Point annotation records ->
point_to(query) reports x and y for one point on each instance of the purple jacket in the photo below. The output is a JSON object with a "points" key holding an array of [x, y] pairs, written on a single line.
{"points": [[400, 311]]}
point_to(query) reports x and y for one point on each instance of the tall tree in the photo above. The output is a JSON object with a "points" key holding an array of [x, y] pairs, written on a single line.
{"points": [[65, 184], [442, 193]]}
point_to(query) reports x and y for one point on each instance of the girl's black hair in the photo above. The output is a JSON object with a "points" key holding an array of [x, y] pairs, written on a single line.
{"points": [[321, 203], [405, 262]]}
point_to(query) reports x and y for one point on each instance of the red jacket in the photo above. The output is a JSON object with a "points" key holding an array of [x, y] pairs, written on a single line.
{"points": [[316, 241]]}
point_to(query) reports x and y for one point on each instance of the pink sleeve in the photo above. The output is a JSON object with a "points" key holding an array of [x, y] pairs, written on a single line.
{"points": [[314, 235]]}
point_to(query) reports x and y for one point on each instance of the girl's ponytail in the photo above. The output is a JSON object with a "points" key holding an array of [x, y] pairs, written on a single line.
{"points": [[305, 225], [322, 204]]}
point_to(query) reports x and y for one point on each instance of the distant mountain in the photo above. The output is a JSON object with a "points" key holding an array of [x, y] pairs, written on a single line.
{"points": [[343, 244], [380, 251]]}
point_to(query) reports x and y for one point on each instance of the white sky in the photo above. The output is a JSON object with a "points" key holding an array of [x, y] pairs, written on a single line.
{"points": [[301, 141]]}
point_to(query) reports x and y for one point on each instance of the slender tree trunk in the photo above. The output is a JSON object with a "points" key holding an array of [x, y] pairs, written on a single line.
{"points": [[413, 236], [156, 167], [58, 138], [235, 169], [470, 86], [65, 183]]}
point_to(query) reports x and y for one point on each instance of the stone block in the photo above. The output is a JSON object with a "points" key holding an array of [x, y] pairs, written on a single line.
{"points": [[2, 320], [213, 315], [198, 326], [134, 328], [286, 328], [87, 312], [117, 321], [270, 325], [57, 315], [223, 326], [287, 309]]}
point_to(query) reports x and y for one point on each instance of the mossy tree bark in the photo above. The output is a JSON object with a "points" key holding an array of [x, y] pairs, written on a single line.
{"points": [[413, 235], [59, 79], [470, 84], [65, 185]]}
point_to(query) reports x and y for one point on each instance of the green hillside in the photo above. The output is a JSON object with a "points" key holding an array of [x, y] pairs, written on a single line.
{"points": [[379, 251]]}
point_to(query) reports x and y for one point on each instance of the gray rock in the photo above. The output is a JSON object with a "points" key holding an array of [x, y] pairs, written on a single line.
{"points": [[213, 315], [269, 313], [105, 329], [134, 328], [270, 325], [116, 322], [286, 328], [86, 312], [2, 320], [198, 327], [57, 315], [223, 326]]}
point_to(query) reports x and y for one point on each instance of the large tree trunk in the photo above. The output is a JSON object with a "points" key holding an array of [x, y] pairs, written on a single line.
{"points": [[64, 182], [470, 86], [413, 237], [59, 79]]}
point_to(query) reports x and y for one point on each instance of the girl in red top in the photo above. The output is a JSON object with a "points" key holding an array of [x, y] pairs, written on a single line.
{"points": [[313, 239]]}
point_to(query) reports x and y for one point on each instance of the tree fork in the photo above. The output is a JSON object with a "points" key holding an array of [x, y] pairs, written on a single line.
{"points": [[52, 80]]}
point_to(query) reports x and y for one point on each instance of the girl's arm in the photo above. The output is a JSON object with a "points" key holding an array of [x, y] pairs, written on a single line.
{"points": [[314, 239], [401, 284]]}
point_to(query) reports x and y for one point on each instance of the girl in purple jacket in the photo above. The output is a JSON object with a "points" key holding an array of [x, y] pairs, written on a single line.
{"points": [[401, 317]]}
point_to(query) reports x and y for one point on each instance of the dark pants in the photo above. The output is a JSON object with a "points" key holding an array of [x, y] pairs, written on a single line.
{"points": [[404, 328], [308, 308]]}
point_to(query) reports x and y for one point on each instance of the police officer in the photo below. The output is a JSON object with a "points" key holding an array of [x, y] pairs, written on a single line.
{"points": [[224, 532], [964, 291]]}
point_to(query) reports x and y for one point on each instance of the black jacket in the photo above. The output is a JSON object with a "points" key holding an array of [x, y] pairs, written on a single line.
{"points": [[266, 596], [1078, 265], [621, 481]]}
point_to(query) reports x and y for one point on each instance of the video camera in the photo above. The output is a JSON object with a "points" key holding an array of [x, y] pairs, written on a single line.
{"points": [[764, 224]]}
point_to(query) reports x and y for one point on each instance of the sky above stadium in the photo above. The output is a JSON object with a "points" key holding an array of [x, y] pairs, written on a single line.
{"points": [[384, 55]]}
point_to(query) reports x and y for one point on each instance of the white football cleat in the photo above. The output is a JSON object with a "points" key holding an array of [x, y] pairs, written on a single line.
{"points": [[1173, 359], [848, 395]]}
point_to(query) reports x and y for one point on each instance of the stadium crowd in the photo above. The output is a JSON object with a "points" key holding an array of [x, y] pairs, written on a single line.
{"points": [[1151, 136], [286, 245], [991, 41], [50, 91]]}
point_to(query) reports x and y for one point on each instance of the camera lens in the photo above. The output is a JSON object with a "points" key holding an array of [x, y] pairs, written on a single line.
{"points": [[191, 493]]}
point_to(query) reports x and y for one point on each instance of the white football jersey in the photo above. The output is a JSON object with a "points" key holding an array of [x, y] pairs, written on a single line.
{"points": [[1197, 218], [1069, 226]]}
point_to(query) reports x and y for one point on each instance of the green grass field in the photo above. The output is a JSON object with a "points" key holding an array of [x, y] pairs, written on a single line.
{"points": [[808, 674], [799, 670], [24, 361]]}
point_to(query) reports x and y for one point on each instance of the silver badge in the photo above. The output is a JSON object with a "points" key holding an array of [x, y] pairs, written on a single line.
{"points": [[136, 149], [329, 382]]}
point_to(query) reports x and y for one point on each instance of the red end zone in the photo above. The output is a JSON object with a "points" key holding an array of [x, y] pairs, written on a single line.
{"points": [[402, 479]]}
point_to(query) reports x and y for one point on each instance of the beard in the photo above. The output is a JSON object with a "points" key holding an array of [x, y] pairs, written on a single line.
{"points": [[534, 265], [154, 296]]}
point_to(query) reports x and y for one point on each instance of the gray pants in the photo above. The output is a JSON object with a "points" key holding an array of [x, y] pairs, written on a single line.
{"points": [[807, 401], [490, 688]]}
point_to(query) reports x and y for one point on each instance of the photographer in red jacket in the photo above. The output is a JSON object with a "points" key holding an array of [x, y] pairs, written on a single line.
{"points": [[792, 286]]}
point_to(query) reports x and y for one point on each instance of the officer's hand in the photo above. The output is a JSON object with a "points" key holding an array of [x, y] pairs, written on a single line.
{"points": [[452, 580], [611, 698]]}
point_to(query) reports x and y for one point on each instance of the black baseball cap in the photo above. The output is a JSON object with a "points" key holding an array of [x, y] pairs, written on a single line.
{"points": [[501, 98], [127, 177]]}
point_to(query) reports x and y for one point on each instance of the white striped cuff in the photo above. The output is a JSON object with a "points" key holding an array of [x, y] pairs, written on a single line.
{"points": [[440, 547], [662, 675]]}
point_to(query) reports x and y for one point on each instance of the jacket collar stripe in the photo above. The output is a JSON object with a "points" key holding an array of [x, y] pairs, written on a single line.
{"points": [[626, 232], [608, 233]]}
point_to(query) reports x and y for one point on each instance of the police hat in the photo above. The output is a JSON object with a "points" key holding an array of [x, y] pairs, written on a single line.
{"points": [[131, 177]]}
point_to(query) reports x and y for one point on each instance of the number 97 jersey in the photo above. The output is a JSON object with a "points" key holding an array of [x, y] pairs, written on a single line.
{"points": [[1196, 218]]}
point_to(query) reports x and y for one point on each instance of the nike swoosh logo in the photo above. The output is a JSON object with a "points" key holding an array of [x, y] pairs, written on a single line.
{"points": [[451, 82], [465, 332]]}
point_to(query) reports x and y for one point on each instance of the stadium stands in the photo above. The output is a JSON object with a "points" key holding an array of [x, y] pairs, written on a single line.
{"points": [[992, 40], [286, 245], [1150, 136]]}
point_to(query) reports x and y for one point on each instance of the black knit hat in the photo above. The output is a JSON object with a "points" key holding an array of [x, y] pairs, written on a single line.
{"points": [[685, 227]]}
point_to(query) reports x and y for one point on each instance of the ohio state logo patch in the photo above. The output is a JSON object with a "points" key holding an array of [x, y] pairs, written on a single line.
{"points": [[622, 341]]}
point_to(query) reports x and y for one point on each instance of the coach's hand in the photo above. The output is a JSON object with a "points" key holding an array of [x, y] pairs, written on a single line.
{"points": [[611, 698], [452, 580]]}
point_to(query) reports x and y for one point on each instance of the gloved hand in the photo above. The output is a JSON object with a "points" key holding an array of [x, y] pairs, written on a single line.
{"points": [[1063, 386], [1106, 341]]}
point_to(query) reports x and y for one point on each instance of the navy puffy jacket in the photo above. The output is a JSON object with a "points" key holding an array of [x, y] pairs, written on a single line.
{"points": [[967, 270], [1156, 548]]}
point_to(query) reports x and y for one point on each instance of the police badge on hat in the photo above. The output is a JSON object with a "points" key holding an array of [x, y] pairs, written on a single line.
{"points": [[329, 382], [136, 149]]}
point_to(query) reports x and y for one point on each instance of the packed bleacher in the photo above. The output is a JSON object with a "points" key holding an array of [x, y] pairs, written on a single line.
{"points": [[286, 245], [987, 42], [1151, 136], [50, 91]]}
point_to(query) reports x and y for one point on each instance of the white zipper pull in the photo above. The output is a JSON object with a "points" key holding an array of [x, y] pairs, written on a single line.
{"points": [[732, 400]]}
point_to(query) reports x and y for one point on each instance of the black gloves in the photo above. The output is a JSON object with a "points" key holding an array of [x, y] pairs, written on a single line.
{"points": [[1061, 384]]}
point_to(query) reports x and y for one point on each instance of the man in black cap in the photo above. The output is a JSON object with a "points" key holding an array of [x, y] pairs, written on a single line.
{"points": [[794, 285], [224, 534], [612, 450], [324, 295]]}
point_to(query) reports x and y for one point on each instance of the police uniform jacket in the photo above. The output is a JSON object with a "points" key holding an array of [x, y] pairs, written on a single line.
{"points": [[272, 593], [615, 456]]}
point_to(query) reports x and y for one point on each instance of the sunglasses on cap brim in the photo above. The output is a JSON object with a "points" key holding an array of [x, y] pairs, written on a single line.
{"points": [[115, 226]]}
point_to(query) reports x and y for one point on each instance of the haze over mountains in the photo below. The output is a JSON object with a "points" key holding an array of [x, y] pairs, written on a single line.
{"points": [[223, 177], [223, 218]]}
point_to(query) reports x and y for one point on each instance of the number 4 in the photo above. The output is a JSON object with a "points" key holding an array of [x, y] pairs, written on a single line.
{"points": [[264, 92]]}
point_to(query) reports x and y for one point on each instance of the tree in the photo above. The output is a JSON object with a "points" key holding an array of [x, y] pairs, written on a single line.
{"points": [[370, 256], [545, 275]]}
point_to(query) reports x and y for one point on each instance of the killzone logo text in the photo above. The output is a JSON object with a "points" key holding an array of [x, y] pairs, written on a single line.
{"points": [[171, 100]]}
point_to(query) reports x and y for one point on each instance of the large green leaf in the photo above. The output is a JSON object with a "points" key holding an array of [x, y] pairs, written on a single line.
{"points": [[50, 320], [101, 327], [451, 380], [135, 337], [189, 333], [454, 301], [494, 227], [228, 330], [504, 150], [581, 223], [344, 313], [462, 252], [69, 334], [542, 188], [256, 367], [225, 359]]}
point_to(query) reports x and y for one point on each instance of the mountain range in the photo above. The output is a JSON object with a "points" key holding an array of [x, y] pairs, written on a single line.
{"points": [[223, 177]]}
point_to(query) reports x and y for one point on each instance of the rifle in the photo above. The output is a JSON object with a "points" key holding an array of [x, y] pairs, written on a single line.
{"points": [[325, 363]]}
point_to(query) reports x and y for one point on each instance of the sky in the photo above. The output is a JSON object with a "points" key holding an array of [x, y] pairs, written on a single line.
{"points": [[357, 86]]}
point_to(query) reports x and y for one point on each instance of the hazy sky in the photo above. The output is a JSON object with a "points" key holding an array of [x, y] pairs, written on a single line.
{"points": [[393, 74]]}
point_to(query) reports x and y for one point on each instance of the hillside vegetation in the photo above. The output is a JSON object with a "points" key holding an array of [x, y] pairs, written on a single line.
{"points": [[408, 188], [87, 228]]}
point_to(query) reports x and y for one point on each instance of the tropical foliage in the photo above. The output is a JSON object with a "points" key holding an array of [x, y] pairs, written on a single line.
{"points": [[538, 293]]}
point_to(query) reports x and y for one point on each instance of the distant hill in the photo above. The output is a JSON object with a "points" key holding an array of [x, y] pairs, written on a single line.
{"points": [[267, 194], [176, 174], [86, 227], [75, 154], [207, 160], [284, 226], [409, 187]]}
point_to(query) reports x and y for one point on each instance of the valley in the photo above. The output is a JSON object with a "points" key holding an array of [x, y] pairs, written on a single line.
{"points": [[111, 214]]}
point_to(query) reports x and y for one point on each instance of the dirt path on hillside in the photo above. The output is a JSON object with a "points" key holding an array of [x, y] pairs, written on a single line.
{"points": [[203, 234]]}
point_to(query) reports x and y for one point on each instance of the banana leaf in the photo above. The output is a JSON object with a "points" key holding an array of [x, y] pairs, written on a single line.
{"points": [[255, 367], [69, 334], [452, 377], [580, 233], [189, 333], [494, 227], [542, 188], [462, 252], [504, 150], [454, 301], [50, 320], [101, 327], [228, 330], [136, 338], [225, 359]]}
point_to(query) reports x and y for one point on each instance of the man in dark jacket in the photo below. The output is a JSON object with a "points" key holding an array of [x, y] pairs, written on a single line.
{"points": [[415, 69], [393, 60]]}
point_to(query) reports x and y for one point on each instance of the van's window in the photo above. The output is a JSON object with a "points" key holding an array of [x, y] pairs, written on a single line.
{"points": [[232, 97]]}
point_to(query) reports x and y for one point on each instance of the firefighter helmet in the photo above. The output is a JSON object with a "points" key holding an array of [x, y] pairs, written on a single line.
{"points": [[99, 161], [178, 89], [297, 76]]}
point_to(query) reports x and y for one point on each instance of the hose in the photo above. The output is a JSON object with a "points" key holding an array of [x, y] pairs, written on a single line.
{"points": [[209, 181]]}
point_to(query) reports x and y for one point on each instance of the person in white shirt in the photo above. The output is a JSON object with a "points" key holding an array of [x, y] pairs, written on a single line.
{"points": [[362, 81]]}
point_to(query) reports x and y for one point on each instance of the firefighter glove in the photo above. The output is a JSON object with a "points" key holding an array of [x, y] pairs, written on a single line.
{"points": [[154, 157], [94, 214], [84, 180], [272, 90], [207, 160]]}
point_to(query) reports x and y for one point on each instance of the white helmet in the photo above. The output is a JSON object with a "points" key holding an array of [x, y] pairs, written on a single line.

GOAL ->
Give back, unchanged, every line from the one with "of the banana" to the end of the entries above.

REPLY ->
point_to(query) reports x and y for one point on each instance of the banana leaf in the photo above. The output is a JSON object with a "points" key holding an array of [x, y] pairs, written on a single line.
{"points": [[255, 367], [69, 334], [452, 377], [580, 233], [189, 333], [494, 227], [542, 188], [462, 252], [504, 150], [454, 301], [50, 320], [101, 327], [228, 330], [136, 338], [225, 359]]}
point_to(query) reports x and y for one point on each instance of the man in dark jacket in the photo below. The output is a JSON object with a "points" key holding an array of [x, y] pairs, written on a single line.
{"points": [[415, 69], [393, 60]]}
point_to(query) reports x and y for one point on each instance of the van's window in the photo above. The output is a JSON object with a "points" key holding an array of [x, y] pairs, written on a single line.
{"points": [[232, 97]]}
point_to(query) reports x and y for one point on each instance of the firefighter helmet in the photo above. The output is a JSON object with a "points" key holding an array of [x, y] pairs, written on a single line.
{"points": [[99, 161], [178, 89], [297, 76]]}
point_to(query) reports x and y for one point on each instance of the hose in the photo above. The output is a JSON object with a "points" key holding an array of [x, y] pairs, written on a single line.
{"points": [[209, 181]]}
point_to(query) reports x and y for one point on each instance of the person in white shirt in the photo above. The output is a JSON object with a "points" key holding an array of [x, y] pairs, written on a single line.
{"points": [[362, 81]]}
point_to(query) reports x and y for one point on each instance of the firefighter glove in the photo above. The output is a JSON object with a "points" key holding an array of [x, y] pairs, written on a single line.
{"points": [[154, 157], [94, 214], [84, 180], [272, 90], [207, 160]]}
point_to(query) reports x and y for one point on each instance of the white helmet in the photo above. The output is a JSON object with a "points" key holding an array of [x, y] pairs, written on a single line.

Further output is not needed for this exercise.